[START]
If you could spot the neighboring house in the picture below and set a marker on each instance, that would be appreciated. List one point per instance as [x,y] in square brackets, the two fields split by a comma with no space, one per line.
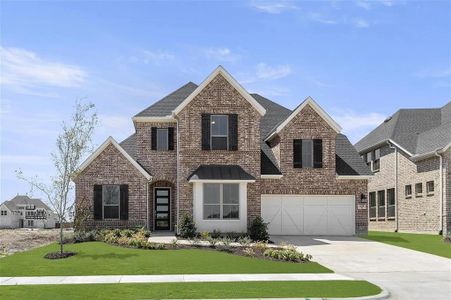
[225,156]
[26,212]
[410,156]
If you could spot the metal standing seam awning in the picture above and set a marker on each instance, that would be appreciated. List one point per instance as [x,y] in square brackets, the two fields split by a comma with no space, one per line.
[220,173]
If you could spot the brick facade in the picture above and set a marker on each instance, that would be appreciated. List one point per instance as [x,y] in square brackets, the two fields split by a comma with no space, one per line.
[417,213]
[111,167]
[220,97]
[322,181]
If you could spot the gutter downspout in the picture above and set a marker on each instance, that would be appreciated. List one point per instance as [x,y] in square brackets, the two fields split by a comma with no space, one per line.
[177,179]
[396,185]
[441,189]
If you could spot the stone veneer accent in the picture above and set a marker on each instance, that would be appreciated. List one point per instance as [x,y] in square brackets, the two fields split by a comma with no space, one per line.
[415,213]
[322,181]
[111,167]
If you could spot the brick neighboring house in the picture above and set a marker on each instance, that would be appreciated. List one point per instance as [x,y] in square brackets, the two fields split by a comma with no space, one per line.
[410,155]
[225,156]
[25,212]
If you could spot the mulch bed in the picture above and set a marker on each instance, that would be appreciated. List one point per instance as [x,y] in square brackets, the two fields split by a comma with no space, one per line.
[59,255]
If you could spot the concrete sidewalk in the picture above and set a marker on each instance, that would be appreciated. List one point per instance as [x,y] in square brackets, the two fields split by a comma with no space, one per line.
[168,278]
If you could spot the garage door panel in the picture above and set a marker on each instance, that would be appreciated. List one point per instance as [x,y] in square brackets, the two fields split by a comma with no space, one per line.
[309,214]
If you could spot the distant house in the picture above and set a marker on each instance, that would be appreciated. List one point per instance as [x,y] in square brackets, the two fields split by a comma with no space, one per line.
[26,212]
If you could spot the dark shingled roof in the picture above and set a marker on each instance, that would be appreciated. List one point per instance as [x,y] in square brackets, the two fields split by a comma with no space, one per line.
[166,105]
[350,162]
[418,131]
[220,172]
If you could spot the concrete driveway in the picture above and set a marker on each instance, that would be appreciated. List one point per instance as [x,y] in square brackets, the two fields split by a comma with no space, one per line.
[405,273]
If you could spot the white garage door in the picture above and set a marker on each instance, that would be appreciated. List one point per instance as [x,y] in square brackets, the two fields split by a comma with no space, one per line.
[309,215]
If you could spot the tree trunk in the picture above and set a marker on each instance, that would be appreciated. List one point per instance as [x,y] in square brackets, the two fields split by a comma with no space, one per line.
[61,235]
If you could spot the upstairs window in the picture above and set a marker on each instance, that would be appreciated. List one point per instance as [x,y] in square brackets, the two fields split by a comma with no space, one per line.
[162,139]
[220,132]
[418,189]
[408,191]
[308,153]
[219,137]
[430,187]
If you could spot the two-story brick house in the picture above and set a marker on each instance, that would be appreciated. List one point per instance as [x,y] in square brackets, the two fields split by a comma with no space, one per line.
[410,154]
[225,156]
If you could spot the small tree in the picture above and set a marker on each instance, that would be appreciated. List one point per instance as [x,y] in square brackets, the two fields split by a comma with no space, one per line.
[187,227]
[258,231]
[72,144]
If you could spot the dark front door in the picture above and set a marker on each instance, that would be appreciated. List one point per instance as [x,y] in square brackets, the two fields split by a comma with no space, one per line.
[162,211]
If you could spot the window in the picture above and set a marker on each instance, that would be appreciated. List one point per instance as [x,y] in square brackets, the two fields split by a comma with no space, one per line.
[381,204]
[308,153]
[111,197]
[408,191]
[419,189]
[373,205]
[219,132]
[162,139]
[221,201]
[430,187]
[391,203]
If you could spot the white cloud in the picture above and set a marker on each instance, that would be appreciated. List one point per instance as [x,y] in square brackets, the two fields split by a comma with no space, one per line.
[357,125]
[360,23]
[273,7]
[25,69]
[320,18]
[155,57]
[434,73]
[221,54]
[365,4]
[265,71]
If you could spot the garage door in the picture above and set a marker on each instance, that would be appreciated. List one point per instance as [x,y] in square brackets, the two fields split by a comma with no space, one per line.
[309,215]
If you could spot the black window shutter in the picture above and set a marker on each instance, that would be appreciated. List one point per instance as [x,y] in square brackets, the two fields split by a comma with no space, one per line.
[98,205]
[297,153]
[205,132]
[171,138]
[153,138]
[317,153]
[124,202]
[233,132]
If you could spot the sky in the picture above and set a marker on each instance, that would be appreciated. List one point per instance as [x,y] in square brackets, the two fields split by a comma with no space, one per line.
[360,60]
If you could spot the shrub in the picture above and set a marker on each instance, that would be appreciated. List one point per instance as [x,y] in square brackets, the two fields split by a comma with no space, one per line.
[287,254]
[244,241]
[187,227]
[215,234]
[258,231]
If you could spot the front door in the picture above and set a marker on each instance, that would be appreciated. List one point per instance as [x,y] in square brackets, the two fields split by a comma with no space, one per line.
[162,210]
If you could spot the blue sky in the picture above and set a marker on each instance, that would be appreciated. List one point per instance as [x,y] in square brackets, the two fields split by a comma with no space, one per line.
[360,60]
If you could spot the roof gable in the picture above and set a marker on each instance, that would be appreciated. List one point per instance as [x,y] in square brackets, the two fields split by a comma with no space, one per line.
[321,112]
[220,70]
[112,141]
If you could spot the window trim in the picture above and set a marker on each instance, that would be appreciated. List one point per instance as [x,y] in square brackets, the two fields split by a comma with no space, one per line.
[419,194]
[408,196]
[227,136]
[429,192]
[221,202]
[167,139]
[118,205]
[END]
▶ YOUR GOAL
Repeat exactly the lines from the line containing "If you could spot the front" through the end of the listing above; both boundary lines are part of the output.

▶ ANSWER FOR THE TASK
If you could spot the front door in the picture above and set a marker on each instance, that would be appreciated. List one point per instance as [x,y] in square brackets, the two fields split by a comma with no space, one per line.
[162,210]
If you could spot the blue sky in the picture above and set a marker on each instance, that would be appreciated. List one point per instance as [x,y] in square brackets, the two fields split by a comma with no space, one per line.
[360,60]
If you could spot the roof gable in the picture above and set a marker on each instance, that would be appreciated. List one point per instance as [x,y] in square brackets, the two fields split by a comma with no space, one per line.
[321,112]
[220,70]
[112,141]
If you could spot the window trim in the picture above and set a marker on each instance, that would be appreciated. List one point per instance as [x,y] in square brackets, the two fields split by a comma with no space, one per line.
[419,194]
[408,196]
[227,136]
[429,192]
[221,202]
[167,139]
[118,205]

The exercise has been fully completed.